### 文書 ###
人生を変えるライティング教室「天狼院ライティング・ゼミ」〜なぜ受講生が書いた記事が次々にバズを起こせるのか?賞を取れるのか?プロも通うのか?〜

記事:井上祥邦(ライティング・ゼミ7月開講通信限定コース)
 
 
「井上さんに絶対怒られると思ってました」
 
目の前には赤い紙があった。
じつは修正のための赤字でびっしり埋めつくされた原稿だ。
女性の新人ディレクターは、泣きそうになりながら私にその声をかけた。
 
グラフィックデザイナー歴20年の私は、
あるクライアントの広報誌制作を、取引先である制作会社と一緒に制作した。
彼女は、その制作会社のディレクターだ。
入社して1年未満。経験も浅く、私と仕事をするのも初めてだった。
 
今回、そのクライアントが、大幅な修正指示をだしてきた。
最終段階だったにも関わらず、当初のコンセプトをひっくり返したのだ。
珍しいケースで彼女は動揺していた。
 
詳しく話を聞くと、担当者レベルでは、イメージ共有ができていた。
若い社員がターゲットの広報誌なので、文字は少なくスッキリしたデザインにという意図だった。
デザイナーの私はその意を汲んで、ホワイトスペースを生かした若者向けのデザインに仕上げて進行していた。
 
しかし、最後の上司チェックが入り方針が変わってしまった。
その上司は空いているスペースが嫌いなのだという。
せっかくのスペースを殺すような追加テキストやコラムが盛り込まれた赤字原稿が返ってきたのだ。
 
彼女が言うには、チェックする上司がクセが強いと聞いていた。しかし、ここまでとはヒドイと思わなかったそうだ。
 
私は、たまに遭うこういう事態に慣れていた。
だから全然動揺していなかった。
「このタイミングでスゴイね〜。久しぶりに真っ赤な原稿でシビれるわ〜」と笑いながら反応した。
 
彼女は怒られる覚悟だったようで、ホッとした様子で大きな深呼吸をしていた。
 
その後、修正についてどのように対応するか打ち合わせをした。
彼女はまだ上司の文句をブツブツ言っていた。
 
会話の途中で、彼女が、
「他のデザイナーだったら怒ってますよ。井上さんは何でこの状況で冷静に対応ができるんですか」
と質問された。
 
「仮に怒ったとしても、キミに怒っても仕方ないよね」
私はこう返答した。
ついでになぜ冷静に対応できるのか、私の「アンガーマネジメント」を彼女に話した。
 
私が怒らない性格になったのは、デザイナーとして独立してからだ。
独立すると「仕事」を受注しないと、仕事がない。
まず仕事を受注するために、自分の意識が常に「謙虚」な心境に変化した。
 
相手を自分より一段上に置いて、人と接するようになったのだ。
謙虚な姿勢で、敬意を持って人と接すると、相手の長所が見えてくる。
相手のことを長所だけでイメージするので、ネガティブな部分を感じなくなるのだ。
 
そして相手を理解すると、思いやりができるようになる。
無茶なリクエストがあっても、その人のためと思って対応できるようになるのだ。
###
担当作業 A
記録のなかから「lower」という語を含む行をすべて集め、一行ずつ書き写す。
### 抽出データ ###
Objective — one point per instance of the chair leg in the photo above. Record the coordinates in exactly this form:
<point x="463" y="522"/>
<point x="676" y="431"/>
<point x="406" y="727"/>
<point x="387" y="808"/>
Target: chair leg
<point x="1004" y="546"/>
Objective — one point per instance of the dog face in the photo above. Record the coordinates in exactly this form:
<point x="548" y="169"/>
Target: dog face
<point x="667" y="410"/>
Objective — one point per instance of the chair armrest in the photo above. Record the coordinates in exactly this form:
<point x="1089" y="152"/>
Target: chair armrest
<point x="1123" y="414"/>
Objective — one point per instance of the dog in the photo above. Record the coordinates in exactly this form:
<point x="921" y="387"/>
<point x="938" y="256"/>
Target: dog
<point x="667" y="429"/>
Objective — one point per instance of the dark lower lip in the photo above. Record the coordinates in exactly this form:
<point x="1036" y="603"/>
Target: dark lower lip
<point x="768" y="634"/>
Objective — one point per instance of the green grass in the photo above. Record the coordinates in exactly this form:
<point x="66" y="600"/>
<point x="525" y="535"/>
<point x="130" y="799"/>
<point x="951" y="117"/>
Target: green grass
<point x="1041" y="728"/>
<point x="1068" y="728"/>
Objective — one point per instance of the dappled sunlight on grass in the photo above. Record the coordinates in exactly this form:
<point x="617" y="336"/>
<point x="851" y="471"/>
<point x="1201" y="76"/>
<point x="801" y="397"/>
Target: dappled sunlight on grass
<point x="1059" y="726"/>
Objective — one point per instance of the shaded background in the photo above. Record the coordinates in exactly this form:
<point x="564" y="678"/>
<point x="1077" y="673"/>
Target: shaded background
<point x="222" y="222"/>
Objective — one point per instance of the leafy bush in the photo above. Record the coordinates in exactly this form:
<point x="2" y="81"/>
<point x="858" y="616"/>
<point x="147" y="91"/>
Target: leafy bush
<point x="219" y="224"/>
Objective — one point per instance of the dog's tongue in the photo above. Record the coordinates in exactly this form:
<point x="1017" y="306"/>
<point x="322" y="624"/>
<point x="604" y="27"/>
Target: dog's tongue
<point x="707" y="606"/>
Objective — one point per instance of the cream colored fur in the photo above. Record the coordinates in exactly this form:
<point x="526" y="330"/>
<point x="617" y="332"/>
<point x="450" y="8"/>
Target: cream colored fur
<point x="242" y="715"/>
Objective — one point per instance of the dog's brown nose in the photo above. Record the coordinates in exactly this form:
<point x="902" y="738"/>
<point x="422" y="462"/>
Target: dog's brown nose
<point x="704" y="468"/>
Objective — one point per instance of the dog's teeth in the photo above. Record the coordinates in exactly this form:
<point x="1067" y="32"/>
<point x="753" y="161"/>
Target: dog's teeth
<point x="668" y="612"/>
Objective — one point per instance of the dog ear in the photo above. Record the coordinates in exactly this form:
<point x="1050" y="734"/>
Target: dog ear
###
担当作業 B
上の文書について、次の問いに答える。
(i) 筆者のグラフィックデザイナー歴は何年か。
(ii) 新人ディレクターは入社してどれくらいか。
(iii) 最後にチェックした上司は何が嫌いだとされているか。

解答例 A
Objective — one point per instance of the dark lower lip in the photo above. Record the coordinates in exactly this form:
Target: dark lower lip

解答例 B
(i) 20年
(ii) 1年未満
(iii) 空いているスペース